> **DIRECTIVE A**: Return each line of the listing below that contains the string "person", matching case exactly.

> **SELECTED EXCERPT**:
┄┄┄┄┄┄┄┄┄┄
I’m going Around the Horn looking back at 2025 in honor of the show canceled by ESPN in May after 23 years. It was a sad year, losing Gary Burbank, Bob Trumpy, WEBN-FM founder Frank “Bo” Wood, NPR “founding mother” Susan Stamberg and such Hollywood favorites as Robert Redford, Diane Keaton, Rob Reiner, Loni Anderson and George Wendt.
And all public broadcasters lost their federal funding which already had been appropriated by Congress.
On the other hand, 2025 brought us a new home for Cincinnati Public Radio’s WVXU-FM and WGUC-FM, and a terrific documentary about King Records. Here’s my year in review from A to Z.
┄┄┄┄┄┄┄┄┄┄
> **DIRECTIVE B**: Copy the passage of the 2025 year-in-review column above, starting with "On the other" and going on through "from A to Z.".

> **SUPPLIED DATA**:
┄┄┄┄┄┄┄┄┄┄
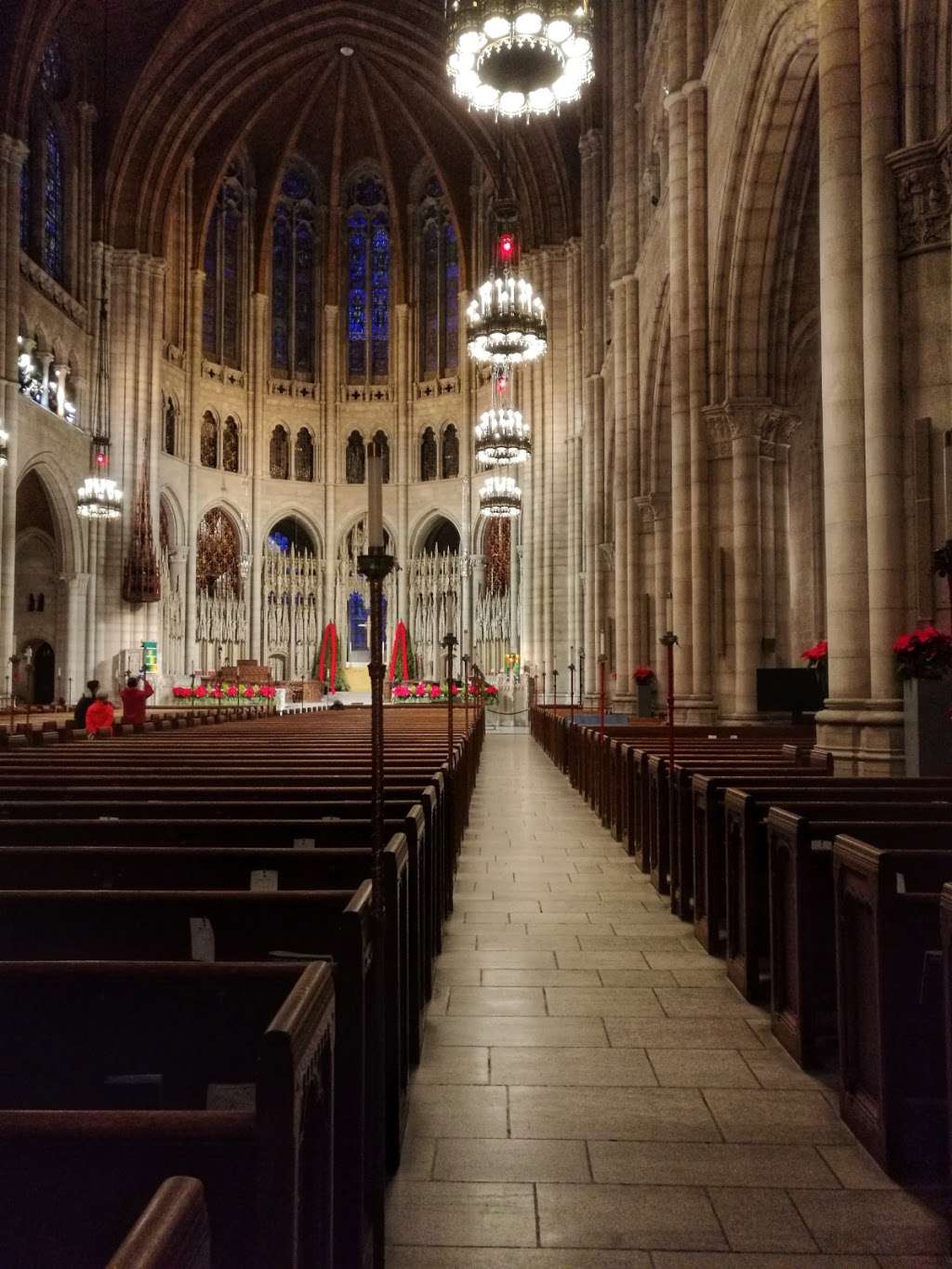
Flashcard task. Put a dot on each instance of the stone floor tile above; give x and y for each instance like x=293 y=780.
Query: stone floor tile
x=457 y=1111
x=458 y=1214
x=681 y=1033
x=760 y=1220
x=476 y=1160
x=603 y=1001
x=582 y=1067
x=541 y=979
x=777 y=1116
x=503 y=1258
x=636 y=1216
x=699 y=1069
x=709 y=1164
x=886 y=1223
x=496 y=1003
x=517 y=1032
x=450 y=1064
x=611 y=1113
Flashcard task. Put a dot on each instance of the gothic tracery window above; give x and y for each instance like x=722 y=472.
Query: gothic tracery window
x=54 y=204
x=355 y=462
x=295 y=277
x=451 y=452
x=169 y=428
x=367 y=281
x=209 y=441
x=438 y=285
x=225 y=273
x=428 y=455
x=303 y=456
x=280 y=455
x=230 y=445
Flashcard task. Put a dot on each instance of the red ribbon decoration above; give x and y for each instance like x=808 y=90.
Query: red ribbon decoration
x=330 y=637
x=399 y=651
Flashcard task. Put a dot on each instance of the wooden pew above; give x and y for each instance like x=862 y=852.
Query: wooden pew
x=112 y=1077
x=163 y=925
x=172 y=1233
x=802 y=937
x=890 y=1009
x=747 y=943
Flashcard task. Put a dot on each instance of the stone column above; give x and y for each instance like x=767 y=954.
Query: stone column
x=881 y=364
x=841 y=364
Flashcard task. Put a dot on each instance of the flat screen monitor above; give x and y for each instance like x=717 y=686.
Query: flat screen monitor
x=795 y=692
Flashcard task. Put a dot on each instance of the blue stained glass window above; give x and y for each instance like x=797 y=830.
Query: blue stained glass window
x=303 y=297
x=379 y=291
x=54 y=205
x=24 y=205
x=281 y=291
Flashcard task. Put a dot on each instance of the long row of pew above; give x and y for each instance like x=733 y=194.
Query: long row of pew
x=823 y=893
x=191 y=984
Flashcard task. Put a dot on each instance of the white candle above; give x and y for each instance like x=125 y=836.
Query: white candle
x=375 y=505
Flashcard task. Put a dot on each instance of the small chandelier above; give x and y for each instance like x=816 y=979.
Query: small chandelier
x=501 y=435
x=500 y=497
x=507 y=322
x=520 y=58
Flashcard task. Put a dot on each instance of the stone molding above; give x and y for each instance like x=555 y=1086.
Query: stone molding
x=923 y=177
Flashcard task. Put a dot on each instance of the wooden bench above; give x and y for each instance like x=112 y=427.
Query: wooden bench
x=114 y=1077
x=172 y=1233
x=802 y=937
x=747 y=943
x=174 y=925
x=889 y=993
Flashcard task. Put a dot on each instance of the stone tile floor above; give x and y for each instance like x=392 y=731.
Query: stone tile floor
x=593 y=1092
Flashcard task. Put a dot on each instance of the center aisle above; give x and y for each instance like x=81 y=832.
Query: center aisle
x=590 y=1080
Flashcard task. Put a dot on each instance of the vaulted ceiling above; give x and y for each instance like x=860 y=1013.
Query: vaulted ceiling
x=190 y=82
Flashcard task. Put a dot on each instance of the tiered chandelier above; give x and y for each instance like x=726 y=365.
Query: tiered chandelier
x=520 y=58
x=501 y=434
x=500 y=497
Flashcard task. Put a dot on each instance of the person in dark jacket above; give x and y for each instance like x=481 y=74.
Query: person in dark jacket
x=84 y=702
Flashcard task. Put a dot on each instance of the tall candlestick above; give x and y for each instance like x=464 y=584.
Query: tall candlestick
x=375 y=496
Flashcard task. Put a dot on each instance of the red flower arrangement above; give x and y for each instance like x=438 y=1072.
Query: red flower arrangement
x=815 y=655
x=923 y=654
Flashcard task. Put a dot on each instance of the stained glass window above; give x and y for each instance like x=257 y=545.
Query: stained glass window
x=303 y=456
x=451 y=453
x=367 y=264
x=25 y=201
x=54 y=205
x=280 y=455
x=295 y=277
x=438 y=285
x=223 y=273
x=428 y=455
x=170 y=427
x=230 y=445
x=209 y=441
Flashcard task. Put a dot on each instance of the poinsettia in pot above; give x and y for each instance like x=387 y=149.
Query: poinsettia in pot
x=924 y=664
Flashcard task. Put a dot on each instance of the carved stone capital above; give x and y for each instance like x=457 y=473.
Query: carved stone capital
x=924 y=194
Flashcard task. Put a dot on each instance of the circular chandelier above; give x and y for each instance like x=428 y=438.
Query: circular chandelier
x=500 y=497
x=520 y=58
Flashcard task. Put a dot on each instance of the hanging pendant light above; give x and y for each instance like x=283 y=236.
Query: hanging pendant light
x=507 y=320
x=500 y=497
x=520 y=59
x=501 y=434
x=99 y=497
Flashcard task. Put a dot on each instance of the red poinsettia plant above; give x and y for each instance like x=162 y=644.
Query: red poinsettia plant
x=816 y=655
x=923 y=654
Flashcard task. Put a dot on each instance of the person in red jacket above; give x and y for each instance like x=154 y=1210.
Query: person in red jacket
x=99 y=716
x=134 y=699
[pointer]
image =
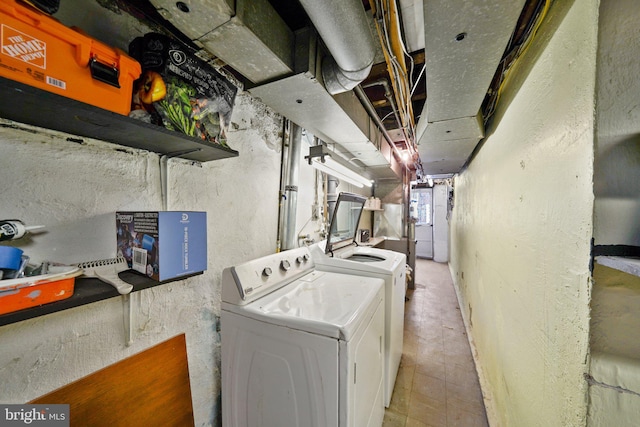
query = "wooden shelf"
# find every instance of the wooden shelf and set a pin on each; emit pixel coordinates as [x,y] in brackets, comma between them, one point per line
[33,106]
[86,291]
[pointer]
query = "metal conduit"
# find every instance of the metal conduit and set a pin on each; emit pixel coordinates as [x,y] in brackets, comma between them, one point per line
[343,26]
[374,115]
[291,188]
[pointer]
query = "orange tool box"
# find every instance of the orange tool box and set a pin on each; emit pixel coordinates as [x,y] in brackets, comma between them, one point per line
[38,50]
[26,292]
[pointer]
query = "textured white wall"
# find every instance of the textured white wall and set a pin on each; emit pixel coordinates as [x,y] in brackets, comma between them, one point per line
[521,230]
[73,189]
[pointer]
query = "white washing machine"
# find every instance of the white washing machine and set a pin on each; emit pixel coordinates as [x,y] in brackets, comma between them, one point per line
[300,347]
[340,254]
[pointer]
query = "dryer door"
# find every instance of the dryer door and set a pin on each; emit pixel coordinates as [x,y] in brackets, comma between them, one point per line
[276,376]
[362,387]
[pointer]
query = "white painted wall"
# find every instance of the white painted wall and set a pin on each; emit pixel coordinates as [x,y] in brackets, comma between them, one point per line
[74,189]
[521,229]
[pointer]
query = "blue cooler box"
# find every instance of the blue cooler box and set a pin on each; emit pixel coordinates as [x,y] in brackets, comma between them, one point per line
[163,245]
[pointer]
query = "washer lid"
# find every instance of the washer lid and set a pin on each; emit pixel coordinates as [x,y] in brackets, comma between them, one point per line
[360,258]
[324,303]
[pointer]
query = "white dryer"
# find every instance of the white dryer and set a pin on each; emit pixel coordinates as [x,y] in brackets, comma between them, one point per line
[340,254]
[300,347]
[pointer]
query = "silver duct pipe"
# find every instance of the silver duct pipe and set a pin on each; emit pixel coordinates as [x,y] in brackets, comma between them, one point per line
[332,197]
[291,188]
[343,26]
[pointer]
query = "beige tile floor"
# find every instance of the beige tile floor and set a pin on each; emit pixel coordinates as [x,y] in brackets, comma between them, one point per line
[437,384]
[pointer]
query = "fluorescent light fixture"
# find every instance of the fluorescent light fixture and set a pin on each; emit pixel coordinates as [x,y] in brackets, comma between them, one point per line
[322,160]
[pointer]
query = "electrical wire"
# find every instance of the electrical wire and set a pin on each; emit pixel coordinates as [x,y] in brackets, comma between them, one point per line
[510,58]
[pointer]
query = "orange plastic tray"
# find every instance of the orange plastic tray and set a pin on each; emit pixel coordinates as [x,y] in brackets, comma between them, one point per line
[18,294]
[38,50]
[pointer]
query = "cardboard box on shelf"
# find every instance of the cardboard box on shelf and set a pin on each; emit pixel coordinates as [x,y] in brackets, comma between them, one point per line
[163,245]
[180,91]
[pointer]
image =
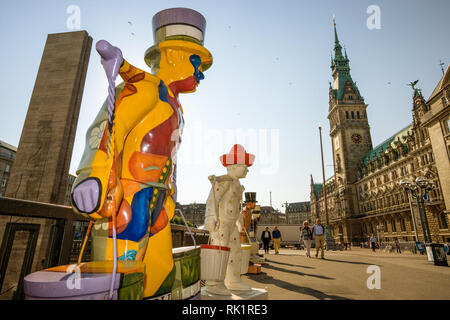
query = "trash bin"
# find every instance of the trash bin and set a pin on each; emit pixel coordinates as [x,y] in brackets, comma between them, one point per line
[436,253]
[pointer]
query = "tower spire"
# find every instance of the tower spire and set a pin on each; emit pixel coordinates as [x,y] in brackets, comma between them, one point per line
[337,45]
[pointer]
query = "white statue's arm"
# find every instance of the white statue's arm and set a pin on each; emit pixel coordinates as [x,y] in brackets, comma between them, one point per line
[240,223]
[219,187]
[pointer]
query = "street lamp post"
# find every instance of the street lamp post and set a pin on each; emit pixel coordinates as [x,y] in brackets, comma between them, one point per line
[327,226]
[419,190]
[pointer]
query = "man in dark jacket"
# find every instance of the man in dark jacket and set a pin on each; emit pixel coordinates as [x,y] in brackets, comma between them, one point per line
[265,238]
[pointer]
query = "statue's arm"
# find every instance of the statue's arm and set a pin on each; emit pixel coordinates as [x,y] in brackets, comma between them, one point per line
[97,191]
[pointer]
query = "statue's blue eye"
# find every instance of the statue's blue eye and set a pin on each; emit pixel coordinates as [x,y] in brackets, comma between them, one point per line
[196,62]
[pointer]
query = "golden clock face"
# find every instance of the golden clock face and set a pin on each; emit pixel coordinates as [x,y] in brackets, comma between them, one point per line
[356,138]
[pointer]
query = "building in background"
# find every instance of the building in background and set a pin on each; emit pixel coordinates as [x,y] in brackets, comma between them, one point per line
[364,197]
[45,148]
[269,215]
[297,212]
[194,212]
[7,156]
[437,121]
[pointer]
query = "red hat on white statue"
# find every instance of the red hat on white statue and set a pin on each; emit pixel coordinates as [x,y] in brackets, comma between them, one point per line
[237,155]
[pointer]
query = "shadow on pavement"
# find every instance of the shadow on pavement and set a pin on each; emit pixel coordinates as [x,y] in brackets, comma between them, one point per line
[264,278]
[289,264]
[268,266]
[351,262]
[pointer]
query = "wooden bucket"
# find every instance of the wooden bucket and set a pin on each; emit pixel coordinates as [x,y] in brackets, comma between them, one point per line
[246,250]
[214,262]
[87,281]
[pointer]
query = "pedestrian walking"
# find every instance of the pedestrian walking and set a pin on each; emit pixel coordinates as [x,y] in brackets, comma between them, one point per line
[306,236]
[265,238]
[373,241]
[397,246]
[276,236]
[319,237]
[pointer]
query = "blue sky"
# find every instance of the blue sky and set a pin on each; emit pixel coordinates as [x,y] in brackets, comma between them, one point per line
[269,78]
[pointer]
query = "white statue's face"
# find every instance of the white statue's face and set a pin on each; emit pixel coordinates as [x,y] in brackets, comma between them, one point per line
[237,170]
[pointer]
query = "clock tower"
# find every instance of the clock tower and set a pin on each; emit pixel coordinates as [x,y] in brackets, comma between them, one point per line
[349,127]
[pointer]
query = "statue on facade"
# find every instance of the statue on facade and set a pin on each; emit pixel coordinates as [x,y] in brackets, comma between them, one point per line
[223,217]
[127,174]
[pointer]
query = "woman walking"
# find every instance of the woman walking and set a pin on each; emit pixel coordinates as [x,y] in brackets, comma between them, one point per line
[306,235]
[265,238]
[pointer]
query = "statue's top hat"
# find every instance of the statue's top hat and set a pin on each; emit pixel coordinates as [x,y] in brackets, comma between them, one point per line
[250,197]
[237,155]
[179,24]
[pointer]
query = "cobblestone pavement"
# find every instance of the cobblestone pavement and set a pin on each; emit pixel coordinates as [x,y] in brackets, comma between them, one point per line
[291,275]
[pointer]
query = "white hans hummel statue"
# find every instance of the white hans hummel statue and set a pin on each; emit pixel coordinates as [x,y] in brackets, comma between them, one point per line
[223,217]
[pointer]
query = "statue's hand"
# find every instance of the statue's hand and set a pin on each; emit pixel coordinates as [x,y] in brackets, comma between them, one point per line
[112,59]
[86,196]
[211,223]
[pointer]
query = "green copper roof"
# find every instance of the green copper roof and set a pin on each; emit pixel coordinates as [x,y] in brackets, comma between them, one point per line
[402,134]
[341,63]
[319,186]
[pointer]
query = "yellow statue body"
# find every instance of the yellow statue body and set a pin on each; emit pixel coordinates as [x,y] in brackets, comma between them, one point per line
[130,173]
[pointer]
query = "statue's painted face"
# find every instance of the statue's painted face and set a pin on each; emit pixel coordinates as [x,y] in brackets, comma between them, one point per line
[250,205]
[238,170]
[190,83]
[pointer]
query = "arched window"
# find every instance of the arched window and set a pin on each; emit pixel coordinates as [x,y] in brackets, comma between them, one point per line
[443,221]
[402,224]
[394,228]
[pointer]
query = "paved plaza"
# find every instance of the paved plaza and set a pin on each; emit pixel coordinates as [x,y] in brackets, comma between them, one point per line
[291,275]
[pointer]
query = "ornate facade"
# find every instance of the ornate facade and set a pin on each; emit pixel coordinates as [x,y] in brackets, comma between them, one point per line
[364,196]
[297,212]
┄┄┄┄┄┄┄┄┄┄
> **CORRECT ANSWER A**:
Flashcard task. Put a dot on each instance of the person in dark jacket above; give x and y for each instance like x=481 y=74.
Query: person in dark jacket
Flashcard task. Put a dot on each instance of the person in red jacket above; give x and y for each instance like x=154 y=1210.
Query: person in red jacket

> **CORRECT ANSWER B**:
On the other hand, 2025 brought us a new home for Cincinnati Public Radio’s WVXU-FM and WGUC-FM, and a terrific documentary about King Records. Here’s my year in review from A to Z.